# Start of WORKING DATA
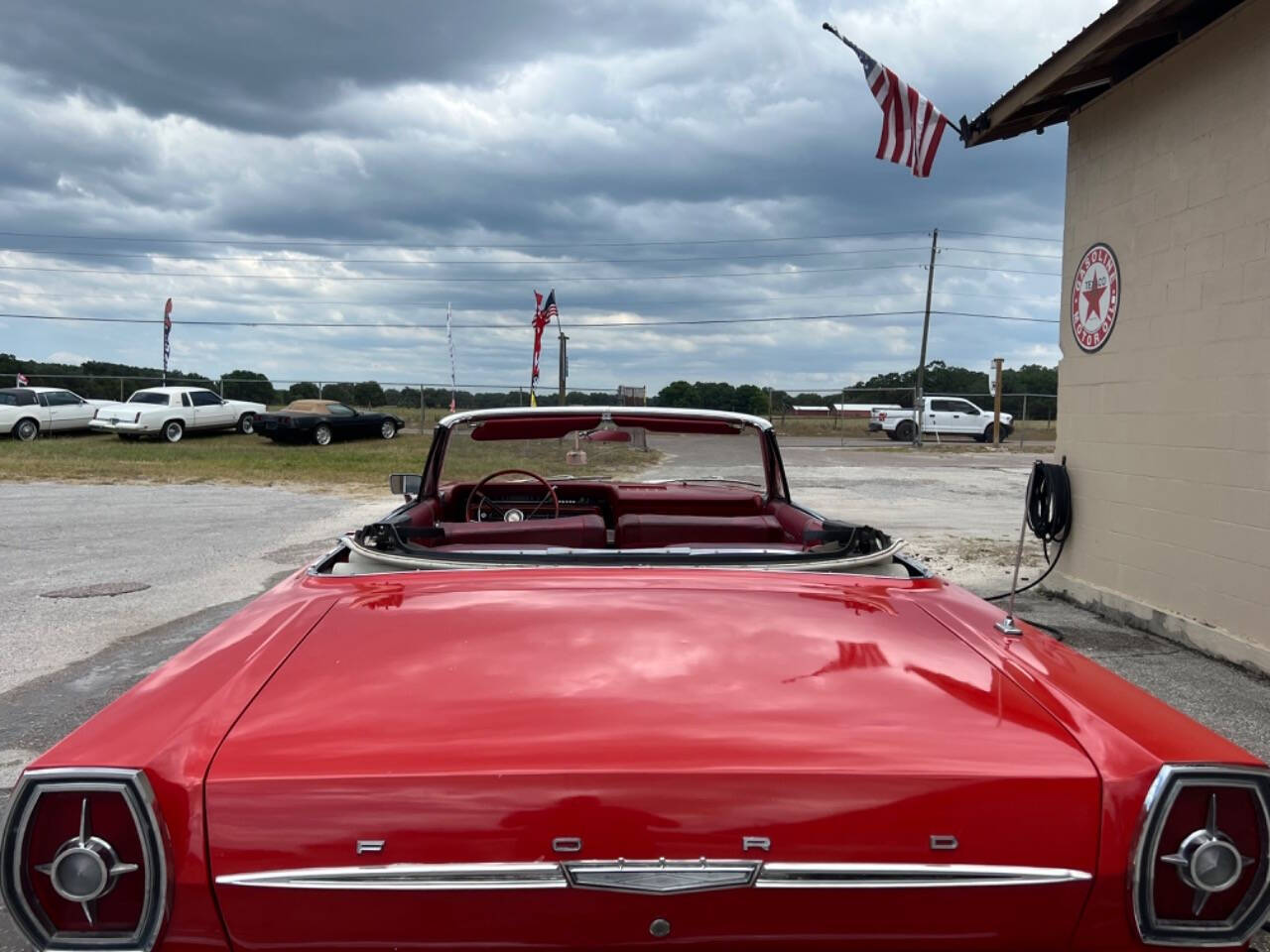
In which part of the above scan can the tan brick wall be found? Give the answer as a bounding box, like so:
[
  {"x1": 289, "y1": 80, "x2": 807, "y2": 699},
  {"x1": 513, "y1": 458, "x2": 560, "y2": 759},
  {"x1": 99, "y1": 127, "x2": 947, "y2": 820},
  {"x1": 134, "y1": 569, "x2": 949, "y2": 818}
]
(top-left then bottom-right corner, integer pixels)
# End of WORKING DATA
# Start of WORKING DATA
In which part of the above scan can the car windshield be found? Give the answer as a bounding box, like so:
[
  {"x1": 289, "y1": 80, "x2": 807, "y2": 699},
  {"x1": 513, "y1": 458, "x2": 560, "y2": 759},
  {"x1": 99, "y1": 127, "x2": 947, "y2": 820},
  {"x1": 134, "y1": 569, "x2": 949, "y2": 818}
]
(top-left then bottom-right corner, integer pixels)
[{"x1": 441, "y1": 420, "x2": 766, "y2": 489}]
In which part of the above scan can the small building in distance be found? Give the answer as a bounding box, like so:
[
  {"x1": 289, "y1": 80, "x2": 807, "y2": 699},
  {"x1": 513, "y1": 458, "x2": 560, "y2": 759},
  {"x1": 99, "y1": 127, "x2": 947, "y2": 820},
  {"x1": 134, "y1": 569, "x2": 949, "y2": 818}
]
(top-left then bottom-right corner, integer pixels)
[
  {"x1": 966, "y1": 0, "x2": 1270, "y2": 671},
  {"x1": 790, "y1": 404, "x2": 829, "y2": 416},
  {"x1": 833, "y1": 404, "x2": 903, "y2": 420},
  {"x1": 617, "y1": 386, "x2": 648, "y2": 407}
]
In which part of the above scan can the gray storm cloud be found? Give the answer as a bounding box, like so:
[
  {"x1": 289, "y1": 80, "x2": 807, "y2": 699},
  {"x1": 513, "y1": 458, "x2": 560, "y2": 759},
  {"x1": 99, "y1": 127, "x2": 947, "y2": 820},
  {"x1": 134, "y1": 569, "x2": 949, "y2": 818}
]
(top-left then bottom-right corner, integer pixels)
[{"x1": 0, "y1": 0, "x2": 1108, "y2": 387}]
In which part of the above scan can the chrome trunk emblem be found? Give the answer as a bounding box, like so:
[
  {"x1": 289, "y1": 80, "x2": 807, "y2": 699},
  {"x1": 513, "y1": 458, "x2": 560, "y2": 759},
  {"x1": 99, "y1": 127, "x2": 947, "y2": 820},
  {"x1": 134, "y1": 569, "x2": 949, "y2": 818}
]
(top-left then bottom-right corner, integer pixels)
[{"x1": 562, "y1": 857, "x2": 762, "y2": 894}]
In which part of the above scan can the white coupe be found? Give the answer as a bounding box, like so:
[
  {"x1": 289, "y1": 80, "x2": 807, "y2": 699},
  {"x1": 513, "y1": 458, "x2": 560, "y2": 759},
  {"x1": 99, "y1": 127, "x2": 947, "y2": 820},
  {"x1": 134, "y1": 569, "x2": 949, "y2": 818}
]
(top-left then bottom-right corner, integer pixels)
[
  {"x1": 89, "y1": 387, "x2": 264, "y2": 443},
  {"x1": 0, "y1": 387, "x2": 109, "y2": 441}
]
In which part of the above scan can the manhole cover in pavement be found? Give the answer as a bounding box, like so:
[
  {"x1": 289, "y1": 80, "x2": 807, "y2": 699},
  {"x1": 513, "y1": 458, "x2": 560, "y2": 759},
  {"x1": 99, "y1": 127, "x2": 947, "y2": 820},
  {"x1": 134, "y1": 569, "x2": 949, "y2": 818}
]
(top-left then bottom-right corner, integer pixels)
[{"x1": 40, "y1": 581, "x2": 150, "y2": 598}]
# End of WORKING DATA
# Start of WORKING DATA
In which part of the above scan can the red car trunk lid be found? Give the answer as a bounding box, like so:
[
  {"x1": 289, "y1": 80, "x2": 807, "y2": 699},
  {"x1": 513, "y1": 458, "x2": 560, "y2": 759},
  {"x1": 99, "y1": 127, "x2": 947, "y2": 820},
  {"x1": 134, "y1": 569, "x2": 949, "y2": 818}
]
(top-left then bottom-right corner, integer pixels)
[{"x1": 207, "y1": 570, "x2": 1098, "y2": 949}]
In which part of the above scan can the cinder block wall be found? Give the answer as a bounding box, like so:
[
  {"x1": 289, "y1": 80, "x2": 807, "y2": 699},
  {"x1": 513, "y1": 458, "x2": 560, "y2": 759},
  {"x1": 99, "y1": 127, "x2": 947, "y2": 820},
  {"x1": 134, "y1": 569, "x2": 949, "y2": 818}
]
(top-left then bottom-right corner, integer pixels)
# End of WORKING DATA
PROBLEM REQUIREMENTS – Pick out each line of the data above that contains the word "part", and copy those lines in full.

EXERCISE OUTPUT –
In which part of the above scan can the tan brick wall be found? Give the answer as a bounding box, like so:
In which part of the above scan can the car windshield be found? Give the answer as a bounding box, like so:
In which part of the above scan can the small building in distance be found? Give the answer as a bounding box, like so:
In which part of the above scan can the gray storm cloud be found? Give the answer as a bounding box, like so:
In which part of the above scan can the chrome trunk emblem be found? Give the answer as a bounding box, like so:
In which part of the above scan can the white coupe be found? Give the answer as a bounding box, like so:
In which part of the above scan can the manhole cover in pavement be found? Give the answer as a bounding box, like so:
In which part of the above scan can the red car trunk lid be found? Give the answer as a bounding box, like so:
In which part of the above scan can the cinder block wall be found? Give the answer as a bounding box, like so:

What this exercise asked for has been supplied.